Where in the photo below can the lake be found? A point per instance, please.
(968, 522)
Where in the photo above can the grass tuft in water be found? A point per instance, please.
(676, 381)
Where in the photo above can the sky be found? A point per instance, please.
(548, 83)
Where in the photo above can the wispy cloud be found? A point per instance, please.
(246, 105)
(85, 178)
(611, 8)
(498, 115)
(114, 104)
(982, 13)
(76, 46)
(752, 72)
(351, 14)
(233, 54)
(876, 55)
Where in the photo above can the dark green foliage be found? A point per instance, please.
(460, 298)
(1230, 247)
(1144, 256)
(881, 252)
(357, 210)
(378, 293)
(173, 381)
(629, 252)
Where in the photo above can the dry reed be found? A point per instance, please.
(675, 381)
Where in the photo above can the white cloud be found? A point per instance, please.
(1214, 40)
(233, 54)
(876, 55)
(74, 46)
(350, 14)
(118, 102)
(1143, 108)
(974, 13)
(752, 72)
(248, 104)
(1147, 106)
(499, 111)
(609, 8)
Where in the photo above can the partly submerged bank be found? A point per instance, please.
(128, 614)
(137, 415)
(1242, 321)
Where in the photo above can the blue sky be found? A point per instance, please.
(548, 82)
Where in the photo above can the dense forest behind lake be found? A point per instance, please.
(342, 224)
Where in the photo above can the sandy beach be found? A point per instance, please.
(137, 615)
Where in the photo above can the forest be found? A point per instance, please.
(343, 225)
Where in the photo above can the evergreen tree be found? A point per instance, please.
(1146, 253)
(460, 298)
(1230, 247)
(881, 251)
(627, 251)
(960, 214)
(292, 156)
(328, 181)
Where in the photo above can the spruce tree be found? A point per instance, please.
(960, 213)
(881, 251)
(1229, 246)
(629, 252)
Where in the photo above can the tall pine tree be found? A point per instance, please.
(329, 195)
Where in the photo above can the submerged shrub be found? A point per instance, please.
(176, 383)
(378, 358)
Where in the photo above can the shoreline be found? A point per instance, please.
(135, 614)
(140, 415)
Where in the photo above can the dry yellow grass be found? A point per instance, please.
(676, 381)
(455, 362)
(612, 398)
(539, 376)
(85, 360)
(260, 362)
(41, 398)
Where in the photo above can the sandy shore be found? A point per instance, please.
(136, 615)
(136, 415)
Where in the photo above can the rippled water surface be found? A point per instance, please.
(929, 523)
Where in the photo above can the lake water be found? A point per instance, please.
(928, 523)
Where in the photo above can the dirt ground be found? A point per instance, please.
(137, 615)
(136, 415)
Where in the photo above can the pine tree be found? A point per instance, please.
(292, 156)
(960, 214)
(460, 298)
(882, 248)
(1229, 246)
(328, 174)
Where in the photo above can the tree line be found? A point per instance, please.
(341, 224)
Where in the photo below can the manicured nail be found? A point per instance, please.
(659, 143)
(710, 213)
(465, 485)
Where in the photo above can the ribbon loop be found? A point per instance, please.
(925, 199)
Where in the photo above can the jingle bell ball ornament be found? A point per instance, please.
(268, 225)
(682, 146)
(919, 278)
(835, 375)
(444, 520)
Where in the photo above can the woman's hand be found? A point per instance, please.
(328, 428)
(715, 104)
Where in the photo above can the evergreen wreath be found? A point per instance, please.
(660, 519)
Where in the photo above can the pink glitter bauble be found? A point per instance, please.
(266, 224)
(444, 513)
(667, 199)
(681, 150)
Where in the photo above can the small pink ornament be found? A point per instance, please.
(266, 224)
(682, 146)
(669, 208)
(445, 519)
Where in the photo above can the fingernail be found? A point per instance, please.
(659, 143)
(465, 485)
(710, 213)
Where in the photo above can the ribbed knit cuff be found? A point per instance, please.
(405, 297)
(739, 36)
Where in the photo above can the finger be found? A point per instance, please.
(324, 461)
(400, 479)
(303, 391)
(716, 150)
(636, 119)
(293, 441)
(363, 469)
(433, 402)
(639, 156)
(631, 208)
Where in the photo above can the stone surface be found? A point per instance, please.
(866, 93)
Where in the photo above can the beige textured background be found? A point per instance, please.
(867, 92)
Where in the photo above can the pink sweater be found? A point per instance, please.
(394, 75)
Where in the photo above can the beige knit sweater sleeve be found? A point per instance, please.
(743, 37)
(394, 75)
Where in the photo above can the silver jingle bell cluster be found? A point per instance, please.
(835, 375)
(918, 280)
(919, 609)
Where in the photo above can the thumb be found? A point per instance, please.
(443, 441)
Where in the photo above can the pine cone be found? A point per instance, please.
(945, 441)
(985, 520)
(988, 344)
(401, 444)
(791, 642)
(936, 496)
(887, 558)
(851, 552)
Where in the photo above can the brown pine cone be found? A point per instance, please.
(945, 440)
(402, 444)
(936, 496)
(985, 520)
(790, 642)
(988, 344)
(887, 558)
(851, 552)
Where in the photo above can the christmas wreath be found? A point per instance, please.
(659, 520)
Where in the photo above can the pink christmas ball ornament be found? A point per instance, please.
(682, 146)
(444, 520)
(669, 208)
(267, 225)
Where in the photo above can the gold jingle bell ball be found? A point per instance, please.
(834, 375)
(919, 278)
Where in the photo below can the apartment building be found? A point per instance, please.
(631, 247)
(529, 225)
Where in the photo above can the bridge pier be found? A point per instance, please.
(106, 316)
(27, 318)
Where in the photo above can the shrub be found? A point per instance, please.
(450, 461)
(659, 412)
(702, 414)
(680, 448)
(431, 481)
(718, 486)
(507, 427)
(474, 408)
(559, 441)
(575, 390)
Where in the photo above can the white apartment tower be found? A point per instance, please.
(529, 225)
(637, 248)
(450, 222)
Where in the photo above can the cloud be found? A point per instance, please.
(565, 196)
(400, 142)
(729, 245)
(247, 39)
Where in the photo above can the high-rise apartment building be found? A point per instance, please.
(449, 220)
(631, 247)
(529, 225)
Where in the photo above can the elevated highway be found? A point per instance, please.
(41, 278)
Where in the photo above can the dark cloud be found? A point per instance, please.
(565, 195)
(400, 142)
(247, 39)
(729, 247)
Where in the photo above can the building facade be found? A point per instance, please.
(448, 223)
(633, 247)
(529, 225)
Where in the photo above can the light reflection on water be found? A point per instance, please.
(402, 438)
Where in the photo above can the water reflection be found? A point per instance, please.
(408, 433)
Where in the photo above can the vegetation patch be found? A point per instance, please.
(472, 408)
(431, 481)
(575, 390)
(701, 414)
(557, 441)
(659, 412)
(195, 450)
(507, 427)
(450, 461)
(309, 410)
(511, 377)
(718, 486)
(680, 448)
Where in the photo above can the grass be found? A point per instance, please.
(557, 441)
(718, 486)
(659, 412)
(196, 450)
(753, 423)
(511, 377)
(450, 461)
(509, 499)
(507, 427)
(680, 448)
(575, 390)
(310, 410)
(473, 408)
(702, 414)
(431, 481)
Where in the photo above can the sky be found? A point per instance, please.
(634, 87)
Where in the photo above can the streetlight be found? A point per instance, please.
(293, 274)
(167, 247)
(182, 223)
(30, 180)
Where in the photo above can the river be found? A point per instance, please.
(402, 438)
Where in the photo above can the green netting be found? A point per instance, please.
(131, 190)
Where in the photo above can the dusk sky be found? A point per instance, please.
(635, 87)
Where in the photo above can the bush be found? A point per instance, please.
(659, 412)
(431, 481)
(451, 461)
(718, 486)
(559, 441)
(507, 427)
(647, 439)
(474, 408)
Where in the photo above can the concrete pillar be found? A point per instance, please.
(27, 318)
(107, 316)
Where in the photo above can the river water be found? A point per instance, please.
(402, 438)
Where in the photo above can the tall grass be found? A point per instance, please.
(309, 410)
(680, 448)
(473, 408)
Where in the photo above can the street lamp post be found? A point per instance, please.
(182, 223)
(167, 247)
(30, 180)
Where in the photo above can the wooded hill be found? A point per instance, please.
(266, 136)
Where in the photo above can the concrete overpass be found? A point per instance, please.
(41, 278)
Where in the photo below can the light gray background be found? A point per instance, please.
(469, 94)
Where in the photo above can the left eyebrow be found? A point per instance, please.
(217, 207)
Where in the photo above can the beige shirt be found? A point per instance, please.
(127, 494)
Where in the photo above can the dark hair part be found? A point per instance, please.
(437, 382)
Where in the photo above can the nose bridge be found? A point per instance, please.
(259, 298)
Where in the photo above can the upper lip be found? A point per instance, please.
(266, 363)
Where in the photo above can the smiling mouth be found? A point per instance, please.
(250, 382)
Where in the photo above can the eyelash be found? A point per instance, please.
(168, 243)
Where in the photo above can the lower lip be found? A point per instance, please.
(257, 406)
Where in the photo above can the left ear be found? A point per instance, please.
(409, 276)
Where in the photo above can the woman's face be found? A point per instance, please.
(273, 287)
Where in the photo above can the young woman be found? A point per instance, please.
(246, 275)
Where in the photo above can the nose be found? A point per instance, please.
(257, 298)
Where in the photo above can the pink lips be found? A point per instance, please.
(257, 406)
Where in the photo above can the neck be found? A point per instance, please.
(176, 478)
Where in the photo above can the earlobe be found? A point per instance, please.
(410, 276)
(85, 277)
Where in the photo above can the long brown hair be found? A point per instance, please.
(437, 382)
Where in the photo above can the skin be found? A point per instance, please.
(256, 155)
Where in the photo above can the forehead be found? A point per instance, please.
════════════════
> EXERCISE BRIEF:
Take the line holding "Where in the photo above can the neck" and the lines after it through the end of the entries. Retype them exactly and add nothing.

> RESPONSE BOX:
Where in the photo above can the neck be found? A point per instance, please.
(176, 478)
Where in the photo above can the earlobe be found? A point per instance, please.
(410, 276)
(85, 277)
Where in the photo above can the long brown hair be found? A point per instance, please.
(437, 382)
Where in the photo above can the skin be found? A point per instance, please.
(256, 155)
Where in the photo above can the forehead be found? A point per instance, please.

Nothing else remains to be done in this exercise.